篠田(以下S):はい、そうです。「球体状の点列」(2019)、「ひかりの秤/EPIPHANIA」(2020)という展覧会をここ、Alt_Mediumで開催していただきましたが、飾られた作品はどれもキャリアの最初期に撮られた作品でしたよね。数十年の時を経て、いまこのときに改めてそうした作品で展覧会を開催してみたいと思った理由はなんでしょうか?
I:逆に質問させてもらいますが、篠田さんは何で飯田がこんな展示をしたのか推測とか、感想はおありですか。
S:私はまだ写真をはじめて10年ほどですから、自分よりもはるかに長く写真と関わってきた飯田さんのことを簡単に推測することはできません。ただ、この短いキャリアでも、自分の撮った写真を見返すときに、それらが少し自分から手離れするというか、あたかも他人が撮ったもののように見えることがあります。これが写真を撮る面白さでもあるし、また展覧会をおこなう面白さでもあるんじゃないかなと思っています。だから飯田さんにも、そのように自分の足跡を見返してみたいという思いがあったのかなと考えました。それに、飯田さんの写真には様々な時代の街の様子が写っているので、その激しい移り変わりに思いをはせたり、もう今はないそれらの姿を写真でもう一度よく見てみたりすることが重要だったのではないでしょうか。
I:トータルとして並べ、展示したものに関して、ノスタルジーや懐古主義的なものを感じた?
S:いや、実はそういう印象はあまりなかったんです。むしろ飯田さんは、ある連続性や一貫性の中で写真を展示しようとしているのではないかという気がしました。
I:ちょっと話がずれますが、初めてふらっと偶然にオルトの前を通りかかったときのことを思い出します。ちょうど6×6判スクエアのモノクロ写真を展示しているときで、展示もなかなか格好が良かったけど、自分もここで展示するのは気分が良いだろうなと思ったんです。その後しばらくして確か白濱さんが対応してくれたんだけど、「ここで展示したいんだけど、やらせてくれますか」って聞いたら、いいよってことだったので。

- 取り組む課題
a – 写真展についての対談で、篠田さんが飯田さんの展示の意図を簡単には推測できないと述べている理由を、対談の中の言葉に基づいて説明してください。
b – 写真展についての対談から、「篠田(以下S):はい、そうで」から「だったのではないでしょうか。」までの部分を、一字一句変えずにそのまま書き出してください。

- データ一覧
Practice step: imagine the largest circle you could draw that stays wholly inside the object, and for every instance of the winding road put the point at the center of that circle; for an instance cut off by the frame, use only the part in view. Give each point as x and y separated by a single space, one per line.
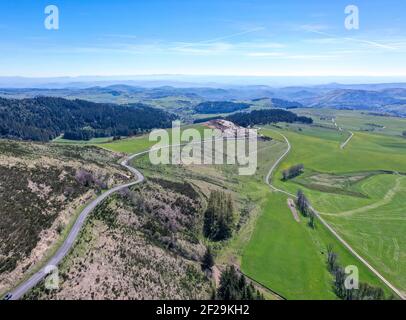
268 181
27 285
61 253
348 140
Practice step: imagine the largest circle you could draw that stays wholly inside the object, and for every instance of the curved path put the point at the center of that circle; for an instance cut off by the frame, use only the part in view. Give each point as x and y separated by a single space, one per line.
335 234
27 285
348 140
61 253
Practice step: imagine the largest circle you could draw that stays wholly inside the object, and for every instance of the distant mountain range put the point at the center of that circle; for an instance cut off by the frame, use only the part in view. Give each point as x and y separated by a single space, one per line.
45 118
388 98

...

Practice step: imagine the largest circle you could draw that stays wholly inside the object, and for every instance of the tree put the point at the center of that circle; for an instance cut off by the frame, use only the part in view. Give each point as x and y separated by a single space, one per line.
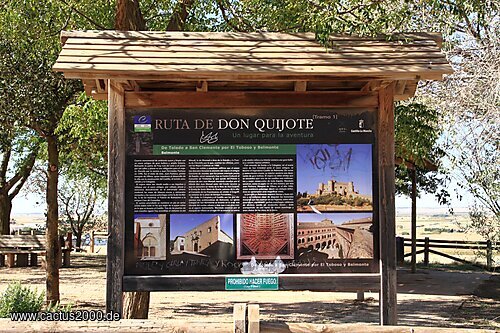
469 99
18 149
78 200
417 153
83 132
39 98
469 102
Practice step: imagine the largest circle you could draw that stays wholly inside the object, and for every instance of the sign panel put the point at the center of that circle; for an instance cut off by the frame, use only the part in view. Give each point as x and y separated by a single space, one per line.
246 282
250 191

...

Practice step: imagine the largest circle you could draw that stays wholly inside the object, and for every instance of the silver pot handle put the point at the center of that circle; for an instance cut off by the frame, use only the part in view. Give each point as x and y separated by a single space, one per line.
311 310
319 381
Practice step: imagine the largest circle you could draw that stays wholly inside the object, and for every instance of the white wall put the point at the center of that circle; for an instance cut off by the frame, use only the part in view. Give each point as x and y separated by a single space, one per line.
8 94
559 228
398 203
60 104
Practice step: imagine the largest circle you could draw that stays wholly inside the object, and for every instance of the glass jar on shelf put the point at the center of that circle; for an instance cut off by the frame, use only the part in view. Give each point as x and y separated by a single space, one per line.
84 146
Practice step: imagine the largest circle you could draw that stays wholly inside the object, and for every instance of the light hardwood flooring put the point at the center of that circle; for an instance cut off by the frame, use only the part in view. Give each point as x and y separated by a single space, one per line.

- 課題の解答
a – 篠田さん自身はまだ写真を始めて10年ほどです。一方、飯田さんは篠田さんよりもはるかに長く写真と関わってきました。そのため、飯田さんのことを簡単に推測することはできないと述べています。

b –
篠田(以下S):はい、そうです。「球体状の点列」(2019)、「ひかりの秤/EPIPHANIA」(2020)という展覧会をここ、Alt_Mediumで開催していただきましたが、飾られた作品はどれもキャリアの最初期に撮られた作品でしたよね。数十年の時を経て、いまこのときに改めてそうした作品で展覧会を開催してみたいと思った理由はなんでしょうか?
I:逆に質問させてもらいますが、篠田さんは何で飯田がこんな展示をしたのか推測とか、感想はおありですか。
S:私はまだ写真をはじめて10年ほどですから、自分よりもはるかに長く写真と関わってきた飯田さんのことを簡単に推測することはできません。ただ、この短いキャリアでも、自分の撮った写真を見返すときに、それらが少し自分から手離れするというか、あたかも他人が撮ったもののように見えることがあります。これが写真を撮る面白さでもあるし、また展覧会をおこなう面白さでもあるんじゃないかなと思っています。だから飯田さんにも、そのように自分の足跡を見返してみたいという思いがあったのかなと考えました。それに、飯田さんの写真には様々な時代の街の様子が写っているので、その激しい移り変わりに思いをはせたり、もう今はないそれらの姿を写真でもう一度よく見てみたりすることが重要だったのではないでしょうか。